> [Section du document]:
——————————
Envoyez une lettre au juge d'instruction

La plainte avec constitution de partie civile doit être écrite. Votre lettre doit contenir :

  • votre identité complète (nom, prénom, date de naissance) ;
  • votre adresse ;
  • la description des faits pour lesquels vous demandez l'ouverture d'une information judiciaire (décrivez le plus précisément possible les violences dont vous avez été victime) ;
  • l'identité de votre agresseur. 

Adressez votre plainte avec constitution de partie civile par lettre simple au doyen des juges d'instruction du TGI du lieu de résidence de votre agresseur ou du lieu de l'infraction.

Joignez à votre courrier :

  • un justificatif de ressources (par exemple, un avis d'imposition) ;
  • la preuve de votre dépôt de plainte préalable (pour les délits et contraventions), c'est-à-dire :
    • soit la copie de la plainte déposée devant le procureur de la République ou les services de police, accompagnée de la copie de l'avis de classement sans suite qui vous a été adressé par le procureur ;
    • soit la copie de la plainte déposée, accompagnée de la preuve que celle-ci a été remise au procureur depuis au moins 3 mois (récépissé de remise de la plainte si vous vous êtes déplacé au tribunal ou accusé de réception si vous l'avez envoyée).

Sans l'un de ces deux derniers documents, le juge d'instruction déclarera votre plainte avec constitution de partie civile irrecevable et n'ouvrira pas d'information judiciaire.

Bon à savoir : vous avez la possibilité soit de régulariser votre plainte en envoyant les documents requis, soit de faire appel de la décision du juge dans un délai de 10 jours, soit de lui adresser une nouvelle plainte comportant cette fois-ci tous les documents.

Si votre plainte contient tous les éléments nécessaires, le juge d'instruction vous demandera de verser une consignation.
——————————
> [Matériel fourni]:
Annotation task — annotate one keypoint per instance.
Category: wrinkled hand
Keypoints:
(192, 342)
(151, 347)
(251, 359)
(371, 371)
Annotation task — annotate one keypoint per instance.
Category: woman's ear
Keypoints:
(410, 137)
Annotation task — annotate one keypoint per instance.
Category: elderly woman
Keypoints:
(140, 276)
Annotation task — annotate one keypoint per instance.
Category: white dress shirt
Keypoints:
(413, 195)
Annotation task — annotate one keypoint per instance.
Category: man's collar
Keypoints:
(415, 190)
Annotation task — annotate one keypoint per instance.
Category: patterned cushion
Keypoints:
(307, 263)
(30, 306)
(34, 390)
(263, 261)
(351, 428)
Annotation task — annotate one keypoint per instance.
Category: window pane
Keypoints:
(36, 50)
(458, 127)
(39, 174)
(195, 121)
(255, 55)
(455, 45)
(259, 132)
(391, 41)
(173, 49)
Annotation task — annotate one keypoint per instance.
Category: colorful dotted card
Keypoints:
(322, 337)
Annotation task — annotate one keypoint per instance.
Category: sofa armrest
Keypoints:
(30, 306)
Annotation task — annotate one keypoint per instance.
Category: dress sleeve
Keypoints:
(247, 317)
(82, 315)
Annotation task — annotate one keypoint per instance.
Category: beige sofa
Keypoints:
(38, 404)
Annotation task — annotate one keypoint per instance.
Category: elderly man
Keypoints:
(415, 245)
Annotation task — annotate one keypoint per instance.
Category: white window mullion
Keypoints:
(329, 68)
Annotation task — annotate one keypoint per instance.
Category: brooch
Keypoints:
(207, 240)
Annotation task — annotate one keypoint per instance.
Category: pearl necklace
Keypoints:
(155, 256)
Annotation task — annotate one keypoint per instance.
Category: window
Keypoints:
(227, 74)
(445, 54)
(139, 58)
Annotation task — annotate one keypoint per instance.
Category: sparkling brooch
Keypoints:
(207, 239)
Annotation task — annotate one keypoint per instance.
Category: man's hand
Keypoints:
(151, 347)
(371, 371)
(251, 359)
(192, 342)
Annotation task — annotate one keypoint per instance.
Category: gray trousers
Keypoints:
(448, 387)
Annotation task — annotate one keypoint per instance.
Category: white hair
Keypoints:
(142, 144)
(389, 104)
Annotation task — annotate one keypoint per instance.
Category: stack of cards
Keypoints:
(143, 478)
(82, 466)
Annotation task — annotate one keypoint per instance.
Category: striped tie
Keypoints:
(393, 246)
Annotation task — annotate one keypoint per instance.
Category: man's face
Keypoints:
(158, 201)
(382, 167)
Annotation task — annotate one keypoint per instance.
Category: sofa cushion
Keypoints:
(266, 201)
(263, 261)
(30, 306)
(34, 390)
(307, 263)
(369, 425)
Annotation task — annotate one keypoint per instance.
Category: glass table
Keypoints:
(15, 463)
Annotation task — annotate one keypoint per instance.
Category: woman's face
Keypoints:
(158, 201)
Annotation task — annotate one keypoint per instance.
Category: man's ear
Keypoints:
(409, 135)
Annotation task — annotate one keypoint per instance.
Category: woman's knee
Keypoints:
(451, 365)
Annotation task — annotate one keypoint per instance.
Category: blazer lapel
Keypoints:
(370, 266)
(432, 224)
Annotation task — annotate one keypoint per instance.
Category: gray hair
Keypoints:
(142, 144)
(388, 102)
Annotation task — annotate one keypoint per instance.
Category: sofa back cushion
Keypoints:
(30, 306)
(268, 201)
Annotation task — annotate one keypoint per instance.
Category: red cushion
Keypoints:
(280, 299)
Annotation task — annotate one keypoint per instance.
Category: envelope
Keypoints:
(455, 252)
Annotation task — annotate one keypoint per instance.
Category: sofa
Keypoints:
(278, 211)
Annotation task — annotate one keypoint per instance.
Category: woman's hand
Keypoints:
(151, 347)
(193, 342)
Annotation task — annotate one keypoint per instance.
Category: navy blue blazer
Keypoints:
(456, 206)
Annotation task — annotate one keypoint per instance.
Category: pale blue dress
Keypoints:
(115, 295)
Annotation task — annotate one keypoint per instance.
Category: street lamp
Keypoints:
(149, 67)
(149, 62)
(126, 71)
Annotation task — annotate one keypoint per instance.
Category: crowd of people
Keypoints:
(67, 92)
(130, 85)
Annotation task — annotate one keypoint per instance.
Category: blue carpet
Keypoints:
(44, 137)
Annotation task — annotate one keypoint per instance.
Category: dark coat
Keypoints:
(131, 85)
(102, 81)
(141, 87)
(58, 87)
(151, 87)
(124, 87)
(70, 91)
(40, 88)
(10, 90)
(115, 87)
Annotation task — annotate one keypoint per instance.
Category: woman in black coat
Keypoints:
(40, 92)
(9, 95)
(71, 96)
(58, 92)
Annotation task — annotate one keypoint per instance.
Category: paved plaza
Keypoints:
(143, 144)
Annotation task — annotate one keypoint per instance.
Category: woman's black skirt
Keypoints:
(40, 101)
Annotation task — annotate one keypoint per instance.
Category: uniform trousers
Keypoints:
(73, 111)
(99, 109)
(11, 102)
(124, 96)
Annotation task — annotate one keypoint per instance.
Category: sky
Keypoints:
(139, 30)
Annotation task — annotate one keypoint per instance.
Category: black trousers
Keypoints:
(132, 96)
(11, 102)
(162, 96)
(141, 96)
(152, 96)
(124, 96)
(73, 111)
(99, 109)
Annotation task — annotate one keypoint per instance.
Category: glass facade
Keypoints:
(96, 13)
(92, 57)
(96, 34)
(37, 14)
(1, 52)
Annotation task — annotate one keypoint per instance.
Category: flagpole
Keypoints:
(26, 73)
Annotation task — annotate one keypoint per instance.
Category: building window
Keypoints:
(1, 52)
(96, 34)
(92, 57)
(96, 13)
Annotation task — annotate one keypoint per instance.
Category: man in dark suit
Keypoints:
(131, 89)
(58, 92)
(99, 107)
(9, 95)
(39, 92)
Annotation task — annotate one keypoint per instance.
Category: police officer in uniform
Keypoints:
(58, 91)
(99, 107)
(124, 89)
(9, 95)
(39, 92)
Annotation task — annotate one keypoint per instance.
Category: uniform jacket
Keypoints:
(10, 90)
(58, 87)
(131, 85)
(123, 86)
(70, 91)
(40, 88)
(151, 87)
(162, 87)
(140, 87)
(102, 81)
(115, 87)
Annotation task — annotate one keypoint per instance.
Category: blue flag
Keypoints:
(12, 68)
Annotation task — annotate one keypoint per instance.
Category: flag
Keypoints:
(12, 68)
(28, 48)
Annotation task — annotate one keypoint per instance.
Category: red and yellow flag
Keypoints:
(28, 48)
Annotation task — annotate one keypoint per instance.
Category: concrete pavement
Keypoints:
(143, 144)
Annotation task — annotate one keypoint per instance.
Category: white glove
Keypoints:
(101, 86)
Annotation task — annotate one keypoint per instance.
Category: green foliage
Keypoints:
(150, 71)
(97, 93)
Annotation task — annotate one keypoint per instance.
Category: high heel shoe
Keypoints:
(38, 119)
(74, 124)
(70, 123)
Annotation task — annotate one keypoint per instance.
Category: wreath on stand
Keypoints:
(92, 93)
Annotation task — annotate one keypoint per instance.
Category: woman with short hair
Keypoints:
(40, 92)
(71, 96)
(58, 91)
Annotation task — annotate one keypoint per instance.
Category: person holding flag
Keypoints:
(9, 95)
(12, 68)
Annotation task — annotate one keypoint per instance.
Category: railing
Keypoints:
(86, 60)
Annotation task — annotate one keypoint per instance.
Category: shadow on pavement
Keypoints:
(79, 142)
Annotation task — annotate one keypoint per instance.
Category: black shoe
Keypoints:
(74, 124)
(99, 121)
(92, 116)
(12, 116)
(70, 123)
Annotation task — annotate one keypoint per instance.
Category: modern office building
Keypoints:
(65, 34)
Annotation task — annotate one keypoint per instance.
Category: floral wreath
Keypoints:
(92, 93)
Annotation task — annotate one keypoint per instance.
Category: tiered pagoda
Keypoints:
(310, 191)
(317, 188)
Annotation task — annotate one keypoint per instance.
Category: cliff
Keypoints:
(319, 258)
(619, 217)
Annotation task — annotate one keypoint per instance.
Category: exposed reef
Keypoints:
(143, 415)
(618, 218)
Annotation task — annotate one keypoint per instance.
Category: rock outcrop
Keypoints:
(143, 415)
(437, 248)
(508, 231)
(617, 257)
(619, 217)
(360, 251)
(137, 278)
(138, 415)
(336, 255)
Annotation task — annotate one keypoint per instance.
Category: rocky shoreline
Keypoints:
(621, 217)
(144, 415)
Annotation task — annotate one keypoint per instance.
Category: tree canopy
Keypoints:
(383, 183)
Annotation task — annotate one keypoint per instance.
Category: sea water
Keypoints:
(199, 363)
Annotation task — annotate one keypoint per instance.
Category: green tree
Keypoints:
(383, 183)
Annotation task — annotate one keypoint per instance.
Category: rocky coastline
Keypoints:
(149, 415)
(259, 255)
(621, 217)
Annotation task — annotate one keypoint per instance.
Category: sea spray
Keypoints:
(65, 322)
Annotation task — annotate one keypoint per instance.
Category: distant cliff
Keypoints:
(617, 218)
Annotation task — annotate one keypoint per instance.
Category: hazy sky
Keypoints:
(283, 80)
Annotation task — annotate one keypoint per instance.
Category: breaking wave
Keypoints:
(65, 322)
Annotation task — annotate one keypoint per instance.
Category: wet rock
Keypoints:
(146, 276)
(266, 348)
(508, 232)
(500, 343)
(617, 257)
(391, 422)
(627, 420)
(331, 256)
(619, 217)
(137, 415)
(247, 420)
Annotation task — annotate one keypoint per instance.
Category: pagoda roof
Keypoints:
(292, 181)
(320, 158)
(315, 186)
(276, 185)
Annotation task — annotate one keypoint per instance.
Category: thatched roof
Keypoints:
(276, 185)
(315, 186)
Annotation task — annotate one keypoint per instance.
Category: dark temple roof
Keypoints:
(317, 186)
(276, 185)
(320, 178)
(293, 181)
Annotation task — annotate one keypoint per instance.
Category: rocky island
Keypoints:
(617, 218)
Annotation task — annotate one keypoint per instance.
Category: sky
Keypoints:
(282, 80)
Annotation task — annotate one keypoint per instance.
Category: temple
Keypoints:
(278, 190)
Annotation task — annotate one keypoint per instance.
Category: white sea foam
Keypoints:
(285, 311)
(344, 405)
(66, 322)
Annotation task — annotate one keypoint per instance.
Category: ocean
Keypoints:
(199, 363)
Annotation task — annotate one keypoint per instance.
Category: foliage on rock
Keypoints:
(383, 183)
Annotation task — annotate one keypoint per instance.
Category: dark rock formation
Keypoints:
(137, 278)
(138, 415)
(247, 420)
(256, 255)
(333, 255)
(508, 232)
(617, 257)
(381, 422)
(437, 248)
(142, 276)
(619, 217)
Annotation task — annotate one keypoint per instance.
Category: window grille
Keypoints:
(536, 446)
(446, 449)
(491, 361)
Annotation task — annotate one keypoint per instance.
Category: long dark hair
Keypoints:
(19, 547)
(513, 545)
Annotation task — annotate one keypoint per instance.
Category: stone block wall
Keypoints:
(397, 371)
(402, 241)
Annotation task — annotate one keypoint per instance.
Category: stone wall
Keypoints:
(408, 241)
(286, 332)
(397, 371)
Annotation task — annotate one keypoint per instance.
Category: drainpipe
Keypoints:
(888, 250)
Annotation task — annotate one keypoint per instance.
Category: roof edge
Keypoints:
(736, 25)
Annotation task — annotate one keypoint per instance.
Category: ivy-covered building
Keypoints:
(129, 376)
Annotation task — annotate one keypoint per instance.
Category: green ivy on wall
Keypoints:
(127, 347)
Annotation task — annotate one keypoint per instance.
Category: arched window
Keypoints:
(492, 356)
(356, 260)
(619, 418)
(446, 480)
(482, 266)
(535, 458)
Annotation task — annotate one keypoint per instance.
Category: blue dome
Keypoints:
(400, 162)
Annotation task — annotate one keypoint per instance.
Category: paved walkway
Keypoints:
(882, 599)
——————————
> [Consignes de l'exercice]:
a) Répondez à ces questions d'après le texte sur la plainte avec constitution de partie civile :
(i) Par quel type de lettre la plainte doit-elle être adressée ?
(ii) Quel document est donné en exemple de justificatif de ressources ?
(iii) Dans quel délai peut-on faire appel de la décision du juge ?
b) Énumérez toutes les informations que la lettre doit contenir selon le texte sur la plainte avec constitution de partie civile.
c) Reprenez la rédaction du texte sur la plainte avec constitution de partie civile à la suite de sa dernière phrase.
Le matériel fourni n'a aucun rapport avec le texte sur la plainte avec constitution de partie civile.

> [Liste des réponses]:
a)
(i) Par lettre simple.
(ii) Un avis d'imposition.
(iii) Dans un délai de 10 jours.

b)
- Votre identité complète (nom, prénom, date de naissance)
- Votre adresse
- La description des faits pour lesquels vous demandez l'ouverture d'une information judiciaire
- L'identité de votre agresseur

c)
Versez la consignation

Une fois les documents nécessaires fournis, le juge d'instruction constate votre dépôt de plainte dans une ordonnance qui vous est adressée par lettre recommandée avec accusé de réception. Il y indique une somme (la consignation) que vous devez déposer au greffe du tribunal dans le délai imparti.

Bon à savoir : le montant de la consignation étant fonction de vos ressources, pensez à joindre un justificatif (par exemple, un avis d'imposition) ; vous pouvez aussi, pour ne pas avoir à la verser, demander à bénéficier de l'aide juridictionnelle ; le juge peut également vous dispenser de verser une consignation ; en principe, celle-ci vous est restituée à la fin de la procédure.

Si le juge d'instruction considère que votre plainte avec constitution de partie civile est abusive, il peut vous condamner à une amende (15 000 € maximum). La consignation a pour but de garantir le paiement de l'amende si celle-ci est prononcée.

Attendez la décision du juge d'instruction

Une fois votre dépôt de plainte constaté et le montant de la consignation versé (sauf dispense), le juge d’instruction décide s’il y a lieu ou non d’ouvrir une information judiciaire. Au préalable, il peut vous convoquer pour vous entendre et obtenir des précisions ou vous demander de fournir des informations ou documents supplémentaires.

Au final, le juge d'instruction décide :

  • de ne pas ouvrir d’information judiciaire – il rend alors une ordonnance de non-informer ;

Bon à savoir : vous pouvez faire appel de cette ordonnance dans un délai de 10 jours.

  • d’ouvrir une information judiciaire – vous serez donc partie civile au cours de l’information, ce qui vous donne des droits pendant la procédure (informations sur l’enquête, demandes d’actes d’enquête, etc.) et vous permettra d’obtenir l’indemnisation de votre préjudice si l’auteur des faits est condamné.

Important : le juge peut aussi décider de mesures de protection dans le cadre d’un contrôle judiciaire imposé à l’auteur des violences (obligation de quitter le domicile, interdiction d’entrer en contact avec vous, obligation de prise en charge, etc.) ; votre adresse peut également être tenue cachée à votre agresseur pendant la procédure.

À la fin de l'instruction, si le juge estime avoir suffisamment d'éléments de preuve des violences, il peut envoyer votre agresseur devant un tribunal afin qu'il soit jugé et éventuellement condamné.